Education is being blown apart by technology. Children are as likely to use YouTube as a textbook. They whizz to the web as a default when faced with homework. One of my favourite examples was a wily group of children in Michigan who realised that they could outsource their homework to Singapore overnight. Teachers were baffled as results suddenly and dramatically improved. There is a whole new set of challenges for teachers, who are so central to this debate.
The shift is both exciting and vexing for the rest of us. As my noble friend Lady Kidron articulated so well, concepts of authenticity, context and credibility are more important than ever. The connectedness of the world allows for deep and broad learning but it is not a simple transition. I agree completely that it is key for all educational institutions and the national curriculum to establish a place in children’s lives from an early age for the discussion of what it means to be a good user of digital media, as well as having exposure to coding.
This discussion should not be too preachy, fearful or didactic—better to acknowledge the uncertainties and anxieties that accompany many online experiences and encourage children to share those feelings. Above all, they should learn how to access good-quality information and advice, and we should avoid scaremongering by overuse of words such as “addiction” and “dysfunction”. Ensuring that there is the time to express, share and explore nuances is an important part of any education system that aims to promote digital literacy.

> [Records provided]
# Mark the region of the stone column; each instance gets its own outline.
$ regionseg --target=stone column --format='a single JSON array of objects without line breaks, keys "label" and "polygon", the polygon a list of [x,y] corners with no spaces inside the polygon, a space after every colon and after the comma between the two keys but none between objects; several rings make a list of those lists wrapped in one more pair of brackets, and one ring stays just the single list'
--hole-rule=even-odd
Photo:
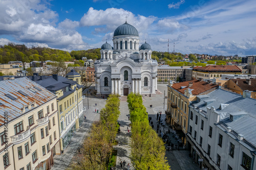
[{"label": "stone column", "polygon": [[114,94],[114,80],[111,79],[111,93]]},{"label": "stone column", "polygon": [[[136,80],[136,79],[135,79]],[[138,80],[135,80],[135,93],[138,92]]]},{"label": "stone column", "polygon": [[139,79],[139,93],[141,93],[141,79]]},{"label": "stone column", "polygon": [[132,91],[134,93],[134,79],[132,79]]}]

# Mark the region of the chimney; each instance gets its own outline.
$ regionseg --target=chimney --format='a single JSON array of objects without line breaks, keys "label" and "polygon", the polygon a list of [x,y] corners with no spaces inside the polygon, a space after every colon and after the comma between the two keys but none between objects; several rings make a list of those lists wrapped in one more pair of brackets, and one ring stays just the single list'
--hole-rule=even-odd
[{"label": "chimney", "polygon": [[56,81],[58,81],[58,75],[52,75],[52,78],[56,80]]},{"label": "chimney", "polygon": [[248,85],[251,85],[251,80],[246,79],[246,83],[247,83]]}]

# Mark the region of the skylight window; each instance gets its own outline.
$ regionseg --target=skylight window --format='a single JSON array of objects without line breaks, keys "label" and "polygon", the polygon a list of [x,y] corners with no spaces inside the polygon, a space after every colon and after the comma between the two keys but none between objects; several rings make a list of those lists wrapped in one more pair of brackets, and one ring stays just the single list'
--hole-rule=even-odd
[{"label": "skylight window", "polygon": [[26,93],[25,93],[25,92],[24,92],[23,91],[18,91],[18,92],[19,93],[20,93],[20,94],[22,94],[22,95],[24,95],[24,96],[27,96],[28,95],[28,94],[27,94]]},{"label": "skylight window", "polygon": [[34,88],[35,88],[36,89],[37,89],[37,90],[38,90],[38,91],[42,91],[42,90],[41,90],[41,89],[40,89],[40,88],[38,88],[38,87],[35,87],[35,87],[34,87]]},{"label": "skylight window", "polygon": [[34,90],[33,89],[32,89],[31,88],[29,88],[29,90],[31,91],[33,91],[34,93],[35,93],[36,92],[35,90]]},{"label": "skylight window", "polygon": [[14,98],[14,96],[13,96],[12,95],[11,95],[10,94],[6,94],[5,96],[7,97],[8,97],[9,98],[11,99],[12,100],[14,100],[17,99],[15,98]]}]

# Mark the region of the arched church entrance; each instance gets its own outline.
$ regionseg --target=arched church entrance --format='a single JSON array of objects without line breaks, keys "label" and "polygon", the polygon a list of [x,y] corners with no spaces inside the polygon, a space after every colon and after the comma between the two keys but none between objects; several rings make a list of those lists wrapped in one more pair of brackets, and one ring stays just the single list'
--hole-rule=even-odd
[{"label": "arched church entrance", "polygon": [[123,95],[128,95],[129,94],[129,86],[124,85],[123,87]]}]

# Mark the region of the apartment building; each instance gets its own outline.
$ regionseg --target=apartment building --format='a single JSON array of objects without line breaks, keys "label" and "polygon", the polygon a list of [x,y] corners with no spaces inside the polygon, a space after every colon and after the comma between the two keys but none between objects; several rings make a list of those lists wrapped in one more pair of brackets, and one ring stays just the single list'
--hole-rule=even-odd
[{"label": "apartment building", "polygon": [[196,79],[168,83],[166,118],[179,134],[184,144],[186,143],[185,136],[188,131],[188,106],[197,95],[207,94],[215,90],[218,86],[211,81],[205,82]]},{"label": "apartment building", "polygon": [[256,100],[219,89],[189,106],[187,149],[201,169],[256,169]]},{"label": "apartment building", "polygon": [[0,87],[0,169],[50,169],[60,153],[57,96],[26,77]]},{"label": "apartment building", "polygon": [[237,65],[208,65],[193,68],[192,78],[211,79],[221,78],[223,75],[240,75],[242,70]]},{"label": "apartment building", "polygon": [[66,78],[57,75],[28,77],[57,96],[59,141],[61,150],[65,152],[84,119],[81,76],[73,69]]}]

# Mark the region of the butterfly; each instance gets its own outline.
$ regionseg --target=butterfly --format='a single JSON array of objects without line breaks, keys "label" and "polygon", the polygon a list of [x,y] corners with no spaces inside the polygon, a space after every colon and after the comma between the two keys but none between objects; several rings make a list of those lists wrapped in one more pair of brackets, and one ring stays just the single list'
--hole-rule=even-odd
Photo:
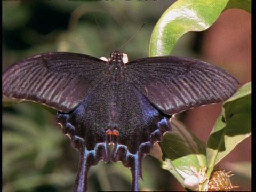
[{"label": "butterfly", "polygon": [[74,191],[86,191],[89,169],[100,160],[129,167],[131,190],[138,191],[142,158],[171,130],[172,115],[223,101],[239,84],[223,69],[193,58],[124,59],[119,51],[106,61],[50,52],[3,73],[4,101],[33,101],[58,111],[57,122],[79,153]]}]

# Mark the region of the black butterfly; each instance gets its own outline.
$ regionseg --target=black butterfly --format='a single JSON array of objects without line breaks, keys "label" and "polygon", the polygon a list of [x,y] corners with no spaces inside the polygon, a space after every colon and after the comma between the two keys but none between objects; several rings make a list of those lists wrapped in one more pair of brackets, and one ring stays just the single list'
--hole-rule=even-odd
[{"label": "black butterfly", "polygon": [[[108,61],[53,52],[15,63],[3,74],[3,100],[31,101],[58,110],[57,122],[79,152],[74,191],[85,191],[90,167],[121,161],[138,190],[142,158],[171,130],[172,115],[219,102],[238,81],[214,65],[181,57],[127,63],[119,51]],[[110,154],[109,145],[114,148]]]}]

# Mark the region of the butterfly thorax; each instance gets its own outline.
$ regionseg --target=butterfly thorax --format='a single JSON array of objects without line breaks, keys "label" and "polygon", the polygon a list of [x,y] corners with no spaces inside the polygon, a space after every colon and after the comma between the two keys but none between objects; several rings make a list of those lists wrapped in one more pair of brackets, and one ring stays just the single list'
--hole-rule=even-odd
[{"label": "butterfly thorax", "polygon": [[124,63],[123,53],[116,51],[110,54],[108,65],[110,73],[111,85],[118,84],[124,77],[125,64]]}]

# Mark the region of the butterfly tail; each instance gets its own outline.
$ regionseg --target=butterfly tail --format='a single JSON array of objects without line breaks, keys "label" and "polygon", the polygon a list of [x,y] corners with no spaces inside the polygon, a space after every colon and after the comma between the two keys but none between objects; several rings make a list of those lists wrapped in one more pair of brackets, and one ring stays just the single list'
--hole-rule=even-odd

> [Tasks]
1. In the passage on technology in education, where did the group of children in Michigan outsource their homework?
2. Carry on the passage on technology in education from its final sentence, keeping its voice and argument.

> [Exercise results]
1. To Singapore, overnight.

2.
Finally, as we, the older generation, grapple with the rapidly changing nature of our world, it is easy to forget that there is much online to amaze, inspire, help and sometimes even save children’s lives. I met one very young carer recently who told me that without the support of the young carers community on the web, she was not sure that she could cope. I agree with the Harvard professor danah boyd, who argues that we fail young people,
“when paternalism and protectionism hinder teenagers’ ability to become informed, thoughtful, and engaged citizens”.
Her recent book is called It’s Complicated. It sure is, and that is why this debate is vital in this Chamber and in the wider world. But it must be rooted in facts not fiction and, crucially, at the heart of the debate we must not forget to listen to young people themselves.
I end with a quote from a brilliant young woman I met recently, Amy Mather—@minigirlgeek, if noble Lords would like to look her up—who at just 15 is the EU’s young digital leader. In a conversation we had on stage at the recent Open Data Institute summit, she summed it up: “It doesn’t matter who you are or what your background is, all children deserve the opportunity to make the future”. I agree. I would add only one word—safely.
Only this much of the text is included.